# Page text
────────────────────────────────────────

It’s also worth pointing out that many of the items explained below won’t necessarily cause a link to fail a test on its own. But each one eats into the limited Cat 6 headroom by a few points of a dB, often more. It only takes an accumulation of these little things and the link fails.
Before getting in to the installation details, let us understand how the cable behaves at higher frequencies and the wave guide effect of wires.
At DC and low frequencies, the current in a wire flows through the wire as you would expect. As the frequency gets higher, like the 33 MHz of 100BaseT the wire starts to radiate or act like an aerial, and the current only flows in the skin of the wire. Some of the energy is actually travelling as radio waves along the length of the wire, and we become susceptible to alien crosstalk.
At 75 Mhz, the frequency used for Gigabit Ethernet on UTP cabling, more of the energy is on the outside and the potential for alien crosstalk increases.
But once we get to the 250 Mhz limit for Cat 6 the wire is acting just like a wave-guide. Most of the electrical energy travels from one end to the other outside the conductor as electromagnetic energy. Quite a lot of it travels within the plastic of the insulation, so these are no longer just mechanical devices for protecting and holding the wires together, they are now an integral part of the dielectric of the cable. The sheath becomes a significant factor in the cable’s impedance make-up.
At these frequencies, any kinking, crushing or elongation of the cable has a proportional effect on impedance and a consequent knock-on effect on transmission performance.
Sheathing cut back too far on Cat 5e-who cares?: But at Cat 6 frequencies, the wave energy is actually flowing through the sheath. The sheath is a dielectric and cutting it away changes the impedance of the pairs causing echoes (return loss), and upsets the geometry affecting the crosstalk performance. Each manufacturer has different recommendations, but insist on not more than 3mm from the jack.
Wire routing, not just pair untwist: Tiny details like the routing of each wire at the back of the jack are critical. So, believe it or not, is the order in which the punch-downs are done. A wire can easily be damaged during termination and/or influence another. The best order depends on which end of the cable you’ve got hold of, and the direction the cable is leaving the jack.

────────────────────────────────────────

# Data excerpt

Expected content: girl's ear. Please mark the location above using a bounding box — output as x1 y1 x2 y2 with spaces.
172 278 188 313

────────────────────────────────────────

# Task goal
Transcribe the passage on Cat 6 cable installation, starting at "At these frequencies, any" and ending at "from the jack.".

# Finished task
At these frequencies, any kinking, crushing or elongation of the cable has a proportional effect on impedance and a consequent knock-on effect on transmission performance.
Sheathing cut back too far on Cat 5e-who cares?: But at Cat 6 frequencies, the wave energy is actually flowing through the sheath. The sheath is a dielectric and cutting it away changes the impedance of the pairs causing echoes (return loss), and upsets the geometry affecting the crosstalk performance. Each manufacturer has different recommendations, but insist on not more than 3mm from the jack.